## SHORT PROBLEM
Give back every item below word for word, leaving out the pictures.

(Rows from an object pointing dataset)
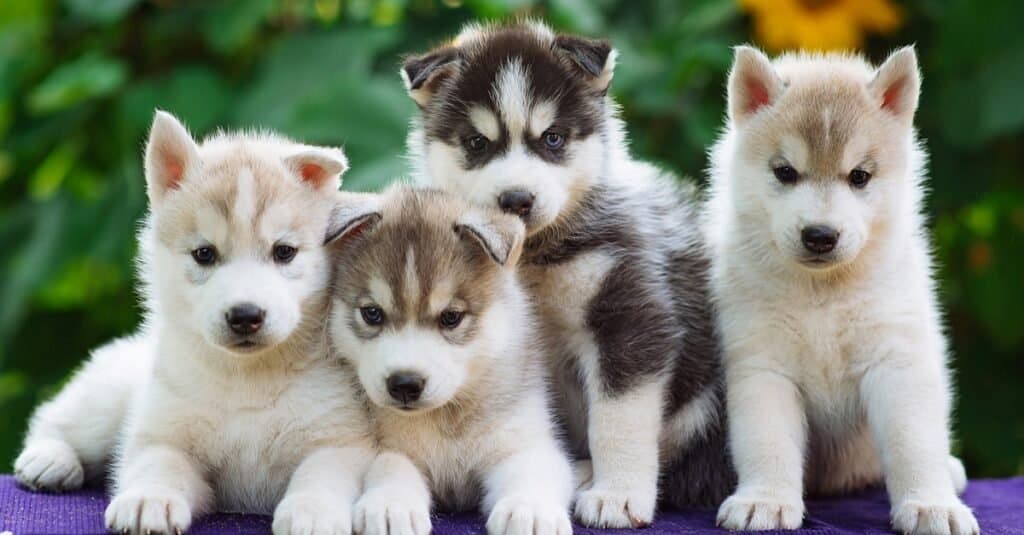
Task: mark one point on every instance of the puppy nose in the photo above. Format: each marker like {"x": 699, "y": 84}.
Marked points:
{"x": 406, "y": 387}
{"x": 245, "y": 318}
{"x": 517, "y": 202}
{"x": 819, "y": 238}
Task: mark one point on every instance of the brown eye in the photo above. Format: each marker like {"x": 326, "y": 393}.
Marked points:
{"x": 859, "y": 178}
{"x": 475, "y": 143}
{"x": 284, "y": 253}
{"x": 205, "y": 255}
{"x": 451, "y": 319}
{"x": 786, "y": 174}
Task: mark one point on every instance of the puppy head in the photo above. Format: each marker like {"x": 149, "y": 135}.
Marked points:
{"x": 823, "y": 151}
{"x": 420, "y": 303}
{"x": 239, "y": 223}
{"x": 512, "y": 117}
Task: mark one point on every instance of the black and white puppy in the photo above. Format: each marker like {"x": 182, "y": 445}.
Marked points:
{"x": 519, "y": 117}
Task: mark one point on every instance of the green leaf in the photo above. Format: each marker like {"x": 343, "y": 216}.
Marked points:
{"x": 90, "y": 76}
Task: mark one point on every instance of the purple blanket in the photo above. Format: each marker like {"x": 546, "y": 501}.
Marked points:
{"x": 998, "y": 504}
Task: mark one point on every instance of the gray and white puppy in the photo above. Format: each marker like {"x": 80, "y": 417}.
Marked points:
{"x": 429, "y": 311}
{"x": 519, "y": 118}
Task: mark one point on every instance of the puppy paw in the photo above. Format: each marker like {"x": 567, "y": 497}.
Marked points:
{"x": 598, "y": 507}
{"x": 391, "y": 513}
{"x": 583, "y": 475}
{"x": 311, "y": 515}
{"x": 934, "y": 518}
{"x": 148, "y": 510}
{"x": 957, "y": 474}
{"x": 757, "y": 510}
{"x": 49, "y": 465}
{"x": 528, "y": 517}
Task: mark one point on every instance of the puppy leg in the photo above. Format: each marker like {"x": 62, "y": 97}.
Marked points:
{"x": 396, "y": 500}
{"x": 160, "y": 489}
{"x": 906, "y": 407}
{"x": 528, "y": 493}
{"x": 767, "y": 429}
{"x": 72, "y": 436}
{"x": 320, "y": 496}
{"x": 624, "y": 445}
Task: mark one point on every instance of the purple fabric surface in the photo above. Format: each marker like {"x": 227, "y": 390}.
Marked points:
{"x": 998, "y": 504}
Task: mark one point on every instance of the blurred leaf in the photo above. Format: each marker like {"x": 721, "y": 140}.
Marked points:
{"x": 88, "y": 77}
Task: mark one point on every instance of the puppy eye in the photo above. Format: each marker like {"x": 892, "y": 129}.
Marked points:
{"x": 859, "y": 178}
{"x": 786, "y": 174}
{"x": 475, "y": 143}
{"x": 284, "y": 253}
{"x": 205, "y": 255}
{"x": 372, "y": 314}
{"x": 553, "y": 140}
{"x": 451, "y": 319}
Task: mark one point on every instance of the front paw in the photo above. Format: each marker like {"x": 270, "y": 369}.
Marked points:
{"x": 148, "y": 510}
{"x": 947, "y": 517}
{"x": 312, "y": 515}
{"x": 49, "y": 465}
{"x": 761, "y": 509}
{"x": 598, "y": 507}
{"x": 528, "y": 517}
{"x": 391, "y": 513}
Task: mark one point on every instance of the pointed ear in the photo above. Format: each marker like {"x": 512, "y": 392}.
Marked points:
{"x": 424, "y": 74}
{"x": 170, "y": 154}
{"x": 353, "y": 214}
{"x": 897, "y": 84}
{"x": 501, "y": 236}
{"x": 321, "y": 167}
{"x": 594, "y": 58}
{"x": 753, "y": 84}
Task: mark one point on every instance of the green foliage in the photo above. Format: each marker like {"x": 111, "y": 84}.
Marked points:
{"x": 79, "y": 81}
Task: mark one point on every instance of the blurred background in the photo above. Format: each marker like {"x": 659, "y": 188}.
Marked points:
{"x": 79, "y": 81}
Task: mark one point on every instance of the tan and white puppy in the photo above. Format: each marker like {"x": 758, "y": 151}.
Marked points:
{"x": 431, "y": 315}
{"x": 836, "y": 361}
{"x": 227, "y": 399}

## OUTPUT
Task: mark one point on every instance of the puppy nose in the photo above. Format: each marker like {"x": 699, "y": 84}.
Marked points:
{"x": 406, "y": 387}
{"x": 245, "y": 318}
{"x": 517, "y": 202}
{"x": 819, "y": 238}
Task: mark one point on every instance of the brown eye in the photo above. Format: each marker like {"x": 326, "y": 393}.
Marked points:
{"x": 859, "y": 178}
{"x": 475, "y": 143}
{"x": 284, "y": 253}
{"x": 205, "y": 255}
{"x": 451, "y": 319}
{"x": 786, "y": 174}
Task: mark one point on every instance of the puppy head in the photo above. Format: each marker like {"x": 149, "y": 135}.
Marked points:
{"x": 823, "y": 151}
{"x": 420, "y": 303}
{"x": 239, "y": 223}
{"x": 512, "y": 117}
Task: mark one point on every instance of the black and white puppy in the photo above. Format: each marker like {"x": 182, "y": 445}.
Marked points:
{"x": 519, "y": 117}
Task: mark one point on every instance of the green leaf in the photo above. Format: each marker like {"x": 343, "y": 216}.
Marked points:
{"x": 90, "y": 76}
Task: mark one point on every instance of the purple blanket in the photo above. Format: each marker like {"x": 546, "y": 501}.
Marked points:
{"x": 998, "y": 504}
Task: mark one point on every instance of the gray and white puppy in the photo above. Format: each marker like {"x": 80, "y": 417}.
Marked points:
{"x": 429, "y": 311}
{"x": 519, "y": 118}
Task: mark one point on every instance of the puppy paw in the photo above. Format: each marker like {"x": 567, "y": 497}.
Marked points:
{"x": 598, "y": 507}
{"x": 391, "y": 513}
{"x": 583, "y": 475}
{"x": 311, "y": 515}
{"x": 934, "y": 518}
{"x": 148, "y": 510}
{"x": 957, "y": 474}
{"x": 757, "y": 510}
{"x": 49, "y": 465}
{"x": 528, "y": 517}
Task: mark one point on every instance of the puppy leg in the photo above. Format: each marker like {"x": 62, "y": 97}.
Marked points:
{"x": 396, "y": 500}
{"x": 160, "y": 489}
{"x": 906, "y": 407}
{"x": 528, "y": 493}
{"x": 767, "y": 429}
{"x": 72, "y": 436}
{"x": 320, "y": 496}
{"x": 624, "y": 445}
Task: mark one point on every instance of the purple fabric surface in the photo above. Format: each marker like {"x": 227, "y": 390}.
Marked points:
{"x": 998, "y": 504}
Task: mark one point on every instance of the blurred leaf in the photo above. Format: each marker like {"x": 721, "y": 140}.
Marked points:
{"x": 88, "y": 77}
Task: mark one point on every instance of the puppy eye in the photo above. Format: each marker like {"x": 892, "y": 129}.
Marked points:
{"x": 859, "y": 178}
{"x": 786, "y": 174}
{"x": 475, "y": 143}
{"x": 284, "y": 253}
{"x": 205, "y": 255}
{"x": 372, "y": 314}
{"x": 553, "y": 140}
{"x": 451, "y": 319}
Task: mark one point on every instance of the front paw in the photo above. Format: each marker like {"x": 270, "y": 369}.
Marked points:
{"x": 148, "y": 510}
{"x": 947, "y": 517}
{"x": 312, "y": 515}
{"x": 49, "y": 465}
{"x": 761, "y": 509}
{"x": 598, "y": 507}
{"x": 528, "y": 517}
{"x": 391, "y": 513}
Task: mark one point on every instance of the pointed ear in the photo above. Format: each marker like {"x": 512, "y": 392}.
Marked points:
{"x": 424, "y": 74}
{"x": 170, "y": 154}
{"x": 353, "y": 214}
{"x": 897, "y": 84}
{"x": 501, "y": 236}
{"x": 321, "y": 167}
{"x": 594, "y": 58}
{"x": 753, "y": 84}
Task: mark one point on every instance of the green foliage in the photo above. Format: each marker like {"x": 111, "y": 84}.
Marked points:
{"x": 79, "y": 81}
Task: mark one point on every instance of the blurred background in the photo above. Format: each marker like {"x": 659, "y": 188}.
Marked points:
{"x": 79, "y": 81}
Task: mark one point on every instance of the tan and white puppy in the photo above. Format: each marker like {"x": 758, "y": 151}.
Marked points:
{"x": 431, "y": 315}
{"x": 836, "y": 361}
{"x": 227, "y": 399}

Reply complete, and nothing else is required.